▸ Task to carry out: Filter the records below, returning every line that contains the word "chair". Matching is case-sensitive.

▸ Data records:
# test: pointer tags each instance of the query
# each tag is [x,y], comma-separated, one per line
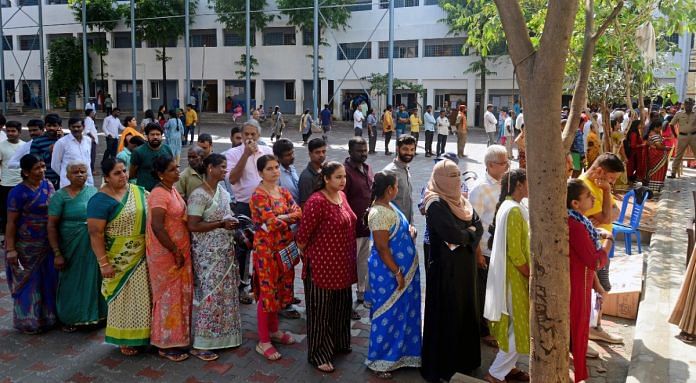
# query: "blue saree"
[395,334]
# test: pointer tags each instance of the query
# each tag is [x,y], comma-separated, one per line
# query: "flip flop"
[129,351]
[268,354]
[204,355]
[285,339]
[174,355]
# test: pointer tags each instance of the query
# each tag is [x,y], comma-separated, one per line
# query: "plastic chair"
[632,228]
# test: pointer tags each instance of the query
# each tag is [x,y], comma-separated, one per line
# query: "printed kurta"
[172,287]
[272,286]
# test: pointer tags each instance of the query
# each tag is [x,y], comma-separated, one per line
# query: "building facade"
[424,53]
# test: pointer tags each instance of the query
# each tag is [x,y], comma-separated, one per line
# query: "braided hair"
[510,182]
[382,181]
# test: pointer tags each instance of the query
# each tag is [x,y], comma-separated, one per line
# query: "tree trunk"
[164,75]
[484,101]
[549,289]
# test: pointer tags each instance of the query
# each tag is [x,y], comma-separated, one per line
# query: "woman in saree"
[31,276]
[658,158]
[116,218]
[394,284]
[79,301]
[216,319]
[274,213]
[168,249]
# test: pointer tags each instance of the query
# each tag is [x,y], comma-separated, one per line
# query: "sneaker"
[597,333]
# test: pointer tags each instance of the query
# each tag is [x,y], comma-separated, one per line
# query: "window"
[404,49]
[361,5]
[289,91]
[122,40]
[171,43]
[203,38]
[28,42]
[384,4]
[352,51]
[443,47]
[279,36]
[233,39]
[7,43]
[154,89]
[55,36]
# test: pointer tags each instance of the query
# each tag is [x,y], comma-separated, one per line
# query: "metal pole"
[134,83]
[247,85]
[187,86]
[85,60]
[315,82]
[42,60]
[2,65]
[390,70]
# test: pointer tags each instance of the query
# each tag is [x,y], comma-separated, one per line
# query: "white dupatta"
[496,299]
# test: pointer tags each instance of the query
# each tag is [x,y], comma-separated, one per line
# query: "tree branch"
[603,28]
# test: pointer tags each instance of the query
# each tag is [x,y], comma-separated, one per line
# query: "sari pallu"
[33,284]
[395,315]
[79,300]
[128,292]
[216,319]
[657,163]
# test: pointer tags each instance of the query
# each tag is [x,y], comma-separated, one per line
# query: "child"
[586,256]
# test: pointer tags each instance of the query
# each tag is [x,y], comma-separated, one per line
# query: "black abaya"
[451,341]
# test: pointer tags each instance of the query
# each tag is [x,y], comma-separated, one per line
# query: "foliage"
[253,62]
[230,13]
[378,84]
[336,14]
[64,71]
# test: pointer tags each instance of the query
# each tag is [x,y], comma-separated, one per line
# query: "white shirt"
[442,125]
[21,152]
[490,123]
[91,127]
[111,126]
[358,118]
[68,149]
[519,121]
[429,122]
[8,176]
[483,198]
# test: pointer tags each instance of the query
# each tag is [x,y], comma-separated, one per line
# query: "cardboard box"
[626,277]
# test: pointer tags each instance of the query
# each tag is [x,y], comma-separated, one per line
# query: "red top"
[328,231]
[584,260]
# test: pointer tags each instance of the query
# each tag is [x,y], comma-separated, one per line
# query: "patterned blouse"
[328,231]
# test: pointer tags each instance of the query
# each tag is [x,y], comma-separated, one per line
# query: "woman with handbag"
[327,237]
[273,212]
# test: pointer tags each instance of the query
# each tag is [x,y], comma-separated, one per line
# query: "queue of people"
[157,260]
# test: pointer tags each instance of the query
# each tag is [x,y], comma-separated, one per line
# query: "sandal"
[354,315]
[326,368]
[270,354]
[174,355]
[285,339]
[129,351]
[517,375]
[291,314]
[204,355]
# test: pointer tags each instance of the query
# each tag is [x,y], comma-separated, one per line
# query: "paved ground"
[83,357]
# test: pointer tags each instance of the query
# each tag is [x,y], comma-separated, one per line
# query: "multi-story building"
[424,53]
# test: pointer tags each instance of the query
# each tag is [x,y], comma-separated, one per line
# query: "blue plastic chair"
[632,228]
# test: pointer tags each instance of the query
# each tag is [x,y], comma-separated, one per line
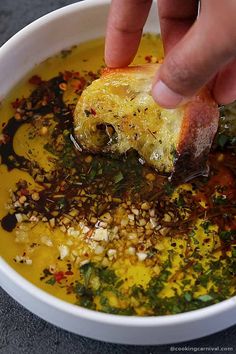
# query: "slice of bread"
[117,113]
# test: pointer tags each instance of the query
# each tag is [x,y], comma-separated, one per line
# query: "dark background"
[22,332]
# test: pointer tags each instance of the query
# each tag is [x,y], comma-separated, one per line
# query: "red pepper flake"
[59,276]
[92,74]
[17,103]
[35,80]
[76,74]
[67,75]
[4,139]
[24,191]
[93,112]
[63,86]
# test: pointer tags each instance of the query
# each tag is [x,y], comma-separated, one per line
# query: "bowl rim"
[41,295]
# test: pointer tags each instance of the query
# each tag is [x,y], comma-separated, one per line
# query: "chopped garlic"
[131,250]
[46,241]
[99,249]
[100,235]
[111,253]
[141,256]
[72,232]
[64,251]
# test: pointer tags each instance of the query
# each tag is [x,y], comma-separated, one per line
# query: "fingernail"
[165,97]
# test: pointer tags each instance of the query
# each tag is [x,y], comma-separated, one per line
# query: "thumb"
[196,59]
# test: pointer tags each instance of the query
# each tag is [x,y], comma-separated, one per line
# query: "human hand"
[199,50]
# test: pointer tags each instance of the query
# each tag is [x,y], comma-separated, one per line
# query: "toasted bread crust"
[199,126]
[172,141]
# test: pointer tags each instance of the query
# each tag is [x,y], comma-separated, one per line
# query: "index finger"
[124,29]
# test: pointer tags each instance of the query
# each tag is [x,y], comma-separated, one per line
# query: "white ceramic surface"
[50,34]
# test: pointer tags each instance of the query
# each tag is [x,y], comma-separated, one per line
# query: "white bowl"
[41,39]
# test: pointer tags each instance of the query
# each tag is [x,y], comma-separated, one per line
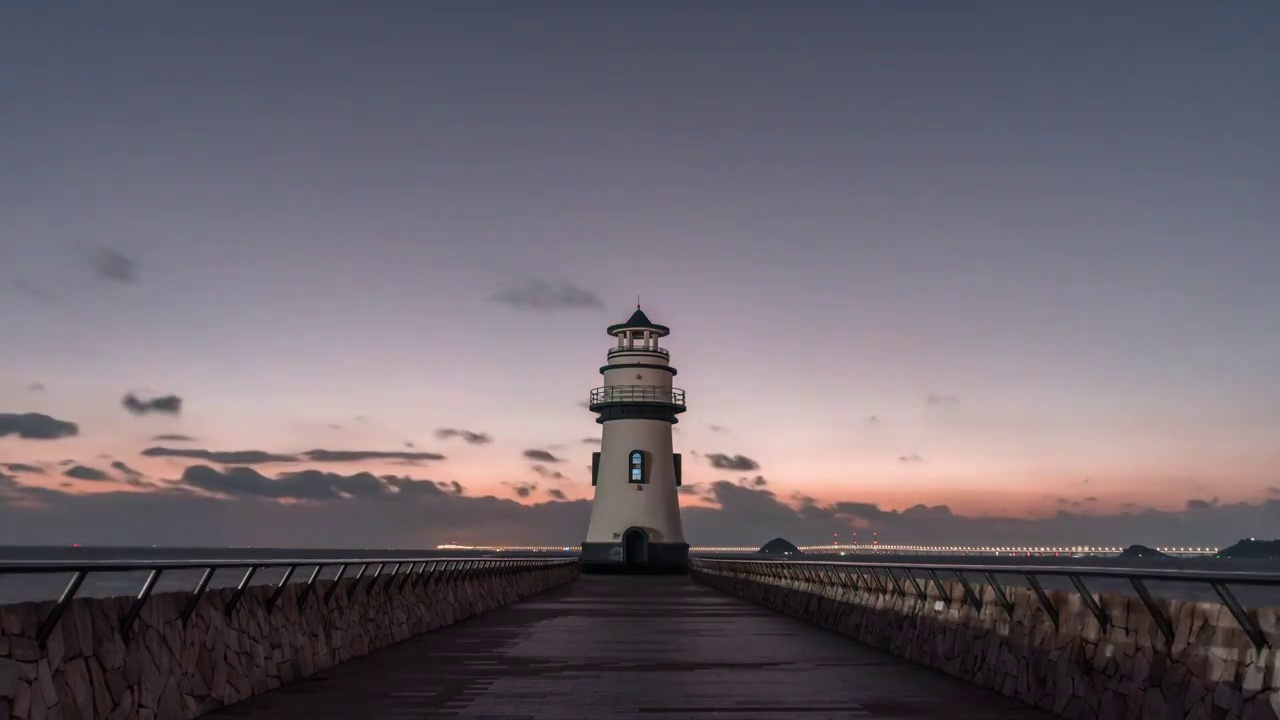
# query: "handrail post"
[195,597]
[55,613]
[136,609]
[942,589]
[311,583]
[1089,602]
[279,588]
[1000,593]
[1240,615]
[1157,615]
[333,588]
[968,591]
[355,582]
[1043,597]
[240,589]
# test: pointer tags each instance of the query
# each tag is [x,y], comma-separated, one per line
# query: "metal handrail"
[658,350]
[850,575]
[638,393]
[416,570]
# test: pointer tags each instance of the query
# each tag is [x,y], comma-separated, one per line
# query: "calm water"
[17,588]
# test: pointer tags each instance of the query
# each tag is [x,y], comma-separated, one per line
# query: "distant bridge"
[882,548]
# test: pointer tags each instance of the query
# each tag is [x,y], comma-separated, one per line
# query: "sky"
[949,272]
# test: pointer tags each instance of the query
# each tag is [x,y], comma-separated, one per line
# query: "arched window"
[636,463]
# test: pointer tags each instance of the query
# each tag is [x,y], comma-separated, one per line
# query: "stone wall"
[169,671]
[1074,670]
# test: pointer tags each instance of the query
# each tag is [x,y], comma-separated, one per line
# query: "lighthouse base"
[656,559]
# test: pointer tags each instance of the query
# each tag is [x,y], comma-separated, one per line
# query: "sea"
[39,587]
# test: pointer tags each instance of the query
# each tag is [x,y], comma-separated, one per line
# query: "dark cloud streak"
[35,425]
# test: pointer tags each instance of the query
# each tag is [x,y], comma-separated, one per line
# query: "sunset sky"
[1011,260]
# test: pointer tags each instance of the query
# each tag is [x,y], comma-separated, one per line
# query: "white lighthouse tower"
[635,518]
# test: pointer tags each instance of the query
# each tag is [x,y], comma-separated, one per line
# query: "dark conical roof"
[641,322]
[778,546]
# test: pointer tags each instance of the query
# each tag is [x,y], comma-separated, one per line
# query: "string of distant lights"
[874,548]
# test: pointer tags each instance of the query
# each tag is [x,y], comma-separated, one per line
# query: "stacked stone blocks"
[173,671]
[1211,670]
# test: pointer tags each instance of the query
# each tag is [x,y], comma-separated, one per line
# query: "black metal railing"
[403,572]
[639,349]
[638,393]
[880,577]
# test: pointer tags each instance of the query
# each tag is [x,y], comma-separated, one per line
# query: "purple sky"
[1016,260]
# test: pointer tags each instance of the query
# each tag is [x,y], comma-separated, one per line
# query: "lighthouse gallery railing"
[638,393]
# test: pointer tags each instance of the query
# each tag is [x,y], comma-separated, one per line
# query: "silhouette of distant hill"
[1142,551]
[1253,548]
[778,546]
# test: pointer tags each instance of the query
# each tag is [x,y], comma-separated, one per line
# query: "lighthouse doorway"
[635,547]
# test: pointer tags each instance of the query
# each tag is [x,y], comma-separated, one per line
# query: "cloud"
[33,425]
[467,436]
[544,296]
[119,465]
[522,490]
[548,473]
[722,461]
[259,456]
[352,455]
[227,458]
[165,404]
[24,468]
[242,506]
[113,265]
[86,473]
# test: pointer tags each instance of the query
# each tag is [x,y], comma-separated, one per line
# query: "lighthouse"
[635,516]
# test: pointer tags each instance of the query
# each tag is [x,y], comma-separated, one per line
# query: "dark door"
[635,546]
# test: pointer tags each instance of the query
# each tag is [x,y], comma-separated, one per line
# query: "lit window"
[636,466]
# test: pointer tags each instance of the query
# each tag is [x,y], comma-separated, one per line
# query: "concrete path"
[616,647]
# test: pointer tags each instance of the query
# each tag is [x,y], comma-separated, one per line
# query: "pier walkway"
[625,647]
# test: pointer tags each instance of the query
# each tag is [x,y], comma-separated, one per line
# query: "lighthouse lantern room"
[635,516]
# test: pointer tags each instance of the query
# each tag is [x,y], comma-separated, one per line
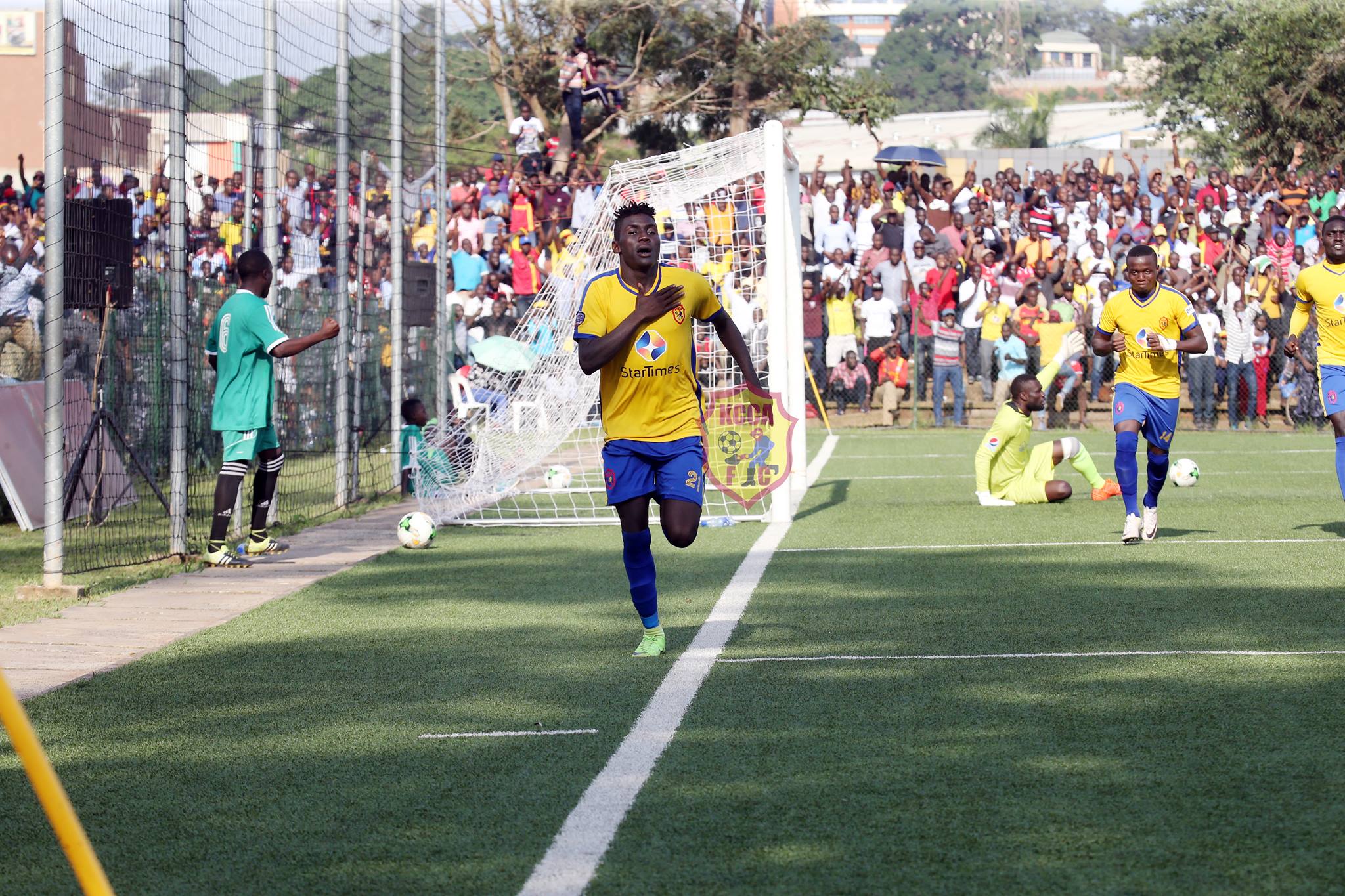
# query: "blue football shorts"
[661,471]
[1157,416]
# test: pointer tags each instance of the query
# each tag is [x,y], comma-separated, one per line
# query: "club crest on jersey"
[651,345]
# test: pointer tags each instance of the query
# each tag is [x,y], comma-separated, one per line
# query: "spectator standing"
[1239,355]
[880,326]
[1200,368]
[948,359]
[1011,358]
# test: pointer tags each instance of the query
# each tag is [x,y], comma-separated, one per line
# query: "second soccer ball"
[1184,473]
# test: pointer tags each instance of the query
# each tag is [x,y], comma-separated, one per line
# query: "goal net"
[525,446]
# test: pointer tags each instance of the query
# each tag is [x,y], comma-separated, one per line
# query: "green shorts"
[244,445]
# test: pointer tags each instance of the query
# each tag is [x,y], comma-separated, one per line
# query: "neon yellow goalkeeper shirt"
[1003,450]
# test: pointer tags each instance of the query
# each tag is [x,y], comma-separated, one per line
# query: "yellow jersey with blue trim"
[1324,285]
[1165,312]
[649,390]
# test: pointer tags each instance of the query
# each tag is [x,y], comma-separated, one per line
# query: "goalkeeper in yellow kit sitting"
[1006,472]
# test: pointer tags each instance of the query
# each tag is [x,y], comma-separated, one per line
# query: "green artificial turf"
[278,753]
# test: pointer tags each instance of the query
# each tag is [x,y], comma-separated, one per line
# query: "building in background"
[865,22]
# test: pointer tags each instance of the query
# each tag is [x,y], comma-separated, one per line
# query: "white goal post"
[523,448]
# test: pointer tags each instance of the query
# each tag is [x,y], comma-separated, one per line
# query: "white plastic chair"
[464,403]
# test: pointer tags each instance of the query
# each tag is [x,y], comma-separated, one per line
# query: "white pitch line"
[1053,544]
[513,734]
[967,454]
[572,859]
[1052,656]
[971,476]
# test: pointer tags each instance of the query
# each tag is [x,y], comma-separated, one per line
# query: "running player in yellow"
[1147,324]
[635,326]
[1006,472]
[1323,286]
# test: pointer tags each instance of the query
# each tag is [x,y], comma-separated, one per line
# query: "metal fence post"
[341,255]
[361,349]
[249,156]
[441,323]
[178,277]
[397,240]
[54,308]
[271,140]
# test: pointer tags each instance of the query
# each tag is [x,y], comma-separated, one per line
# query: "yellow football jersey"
[1165,312]
[649,391]
[1324,285]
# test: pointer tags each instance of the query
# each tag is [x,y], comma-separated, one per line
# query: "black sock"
[227,495]
[264,492]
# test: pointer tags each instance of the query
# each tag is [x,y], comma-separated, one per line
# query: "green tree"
[940,55]
[1250,79]
[1019,127]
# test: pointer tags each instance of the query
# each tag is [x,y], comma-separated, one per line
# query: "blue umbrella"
[919,155]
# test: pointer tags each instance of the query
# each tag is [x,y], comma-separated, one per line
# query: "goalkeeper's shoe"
[1107,490]
[653,644]
[225,558]
[268,545]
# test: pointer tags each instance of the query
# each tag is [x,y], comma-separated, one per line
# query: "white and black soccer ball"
[558,477]
[416,530]
[1184,473]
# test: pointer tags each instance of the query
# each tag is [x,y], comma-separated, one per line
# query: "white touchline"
[1098,453]
[971,476]
[572,859]
[513,734]
[1053,656]
[1053,544]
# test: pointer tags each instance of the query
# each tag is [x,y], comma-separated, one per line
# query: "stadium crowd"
[981,278]
[975,280]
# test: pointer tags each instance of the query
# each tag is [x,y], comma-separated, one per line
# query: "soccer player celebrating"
[1323,285]
[242,341]
[1147,324]
[1006,472]
[635,326]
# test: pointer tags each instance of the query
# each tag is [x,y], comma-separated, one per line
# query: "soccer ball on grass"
[1184,473]
[416,530]
[558,477]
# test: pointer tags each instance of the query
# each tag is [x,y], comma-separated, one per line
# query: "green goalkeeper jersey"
[241,340]
[1003,450]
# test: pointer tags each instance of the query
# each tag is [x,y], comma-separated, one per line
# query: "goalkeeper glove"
[1070,345]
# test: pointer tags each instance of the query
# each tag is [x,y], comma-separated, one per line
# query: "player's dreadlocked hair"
[627,211]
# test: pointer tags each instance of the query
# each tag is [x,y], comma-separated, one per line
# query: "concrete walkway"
[120,628]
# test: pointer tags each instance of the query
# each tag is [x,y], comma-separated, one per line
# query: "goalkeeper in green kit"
[242,341]
[1006,472]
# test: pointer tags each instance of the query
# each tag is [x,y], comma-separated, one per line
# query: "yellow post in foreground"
[822,408]
[51,796]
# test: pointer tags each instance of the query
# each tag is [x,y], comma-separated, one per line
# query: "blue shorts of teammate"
[1157,416]
[659,469]
[1333,387]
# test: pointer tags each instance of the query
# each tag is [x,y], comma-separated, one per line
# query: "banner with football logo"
[747,441]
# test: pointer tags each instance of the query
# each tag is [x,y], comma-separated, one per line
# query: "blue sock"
[1128,471]
[639,570]
[1157,476]
[1340,463]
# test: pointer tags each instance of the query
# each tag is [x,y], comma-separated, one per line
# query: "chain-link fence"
[194,131]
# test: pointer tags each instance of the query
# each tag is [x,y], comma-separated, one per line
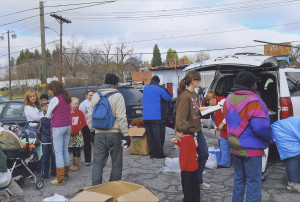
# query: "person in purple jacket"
[59,109]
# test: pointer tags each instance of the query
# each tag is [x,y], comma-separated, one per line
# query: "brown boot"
[60,175]
[76,164]
[67,168]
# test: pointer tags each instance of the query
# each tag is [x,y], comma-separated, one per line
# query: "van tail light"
[170,88]
[286,107]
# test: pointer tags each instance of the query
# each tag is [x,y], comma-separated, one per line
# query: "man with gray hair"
[108,142]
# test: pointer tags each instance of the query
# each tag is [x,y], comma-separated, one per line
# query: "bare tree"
[72,59]
[107,53]
[295,56]
[198,57]
[123,56]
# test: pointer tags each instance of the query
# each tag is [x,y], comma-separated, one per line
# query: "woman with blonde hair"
[188,109]
[32,112]
[60,111]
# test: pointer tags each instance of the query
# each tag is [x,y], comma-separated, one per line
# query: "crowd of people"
[64,125]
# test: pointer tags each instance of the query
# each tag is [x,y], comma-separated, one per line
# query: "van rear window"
[293,79]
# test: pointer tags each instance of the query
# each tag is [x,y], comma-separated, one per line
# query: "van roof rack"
[249,54]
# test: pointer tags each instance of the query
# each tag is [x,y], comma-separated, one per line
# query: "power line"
[179,12]
[105,2]
[199,34]
[29,48]
[187,51]
[72,4]
[22,11]
[18,12]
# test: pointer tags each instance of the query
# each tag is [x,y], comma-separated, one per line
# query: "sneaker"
[293,186]
[204,186]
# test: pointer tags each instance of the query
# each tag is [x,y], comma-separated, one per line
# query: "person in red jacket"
[188,162]
[76,139]
[211,99]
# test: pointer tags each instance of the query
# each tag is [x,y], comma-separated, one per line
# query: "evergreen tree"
[156,59]
[172,57]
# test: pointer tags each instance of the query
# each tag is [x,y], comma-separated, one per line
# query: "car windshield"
[2,105]
[2,99]
[131,95]
[293,79]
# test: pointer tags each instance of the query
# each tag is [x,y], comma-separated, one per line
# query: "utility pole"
[43,47]
[9,69]
[9,65]
[61,20]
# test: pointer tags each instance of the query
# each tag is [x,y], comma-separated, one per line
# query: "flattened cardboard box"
[116,191]
[139,143]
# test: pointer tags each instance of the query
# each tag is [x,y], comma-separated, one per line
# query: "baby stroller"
[21,156]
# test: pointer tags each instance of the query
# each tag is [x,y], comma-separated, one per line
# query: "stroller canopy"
[10,141]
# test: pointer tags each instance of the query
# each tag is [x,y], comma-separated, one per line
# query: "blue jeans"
[61,138]
[292,166]
[156,137]
[48,159]
[247,173]
[202,152]
[225,152]
[107,144]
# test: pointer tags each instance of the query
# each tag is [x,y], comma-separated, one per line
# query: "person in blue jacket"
[154,116]
[287,137]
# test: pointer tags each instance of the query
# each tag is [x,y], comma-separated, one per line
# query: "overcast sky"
[212,25]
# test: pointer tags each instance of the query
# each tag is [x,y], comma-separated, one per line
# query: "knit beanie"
[111,78]
[44,96]
[245,78]
[155,78]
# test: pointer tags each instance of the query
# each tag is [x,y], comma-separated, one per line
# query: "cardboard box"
[207,110]
[116,191]
[139,143]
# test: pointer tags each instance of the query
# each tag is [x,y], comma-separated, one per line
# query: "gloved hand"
[126,141]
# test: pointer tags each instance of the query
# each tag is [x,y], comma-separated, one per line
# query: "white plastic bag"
[55,197]
[172,165]
[211,162]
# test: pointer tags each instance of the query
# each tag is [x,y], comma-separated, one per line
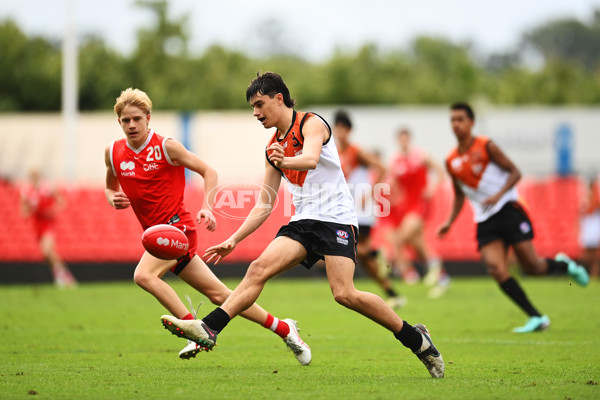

▸ Result for this task:
# query: "plastic chair"
# query: "blue plastic chair"
# query: "white plastic chair"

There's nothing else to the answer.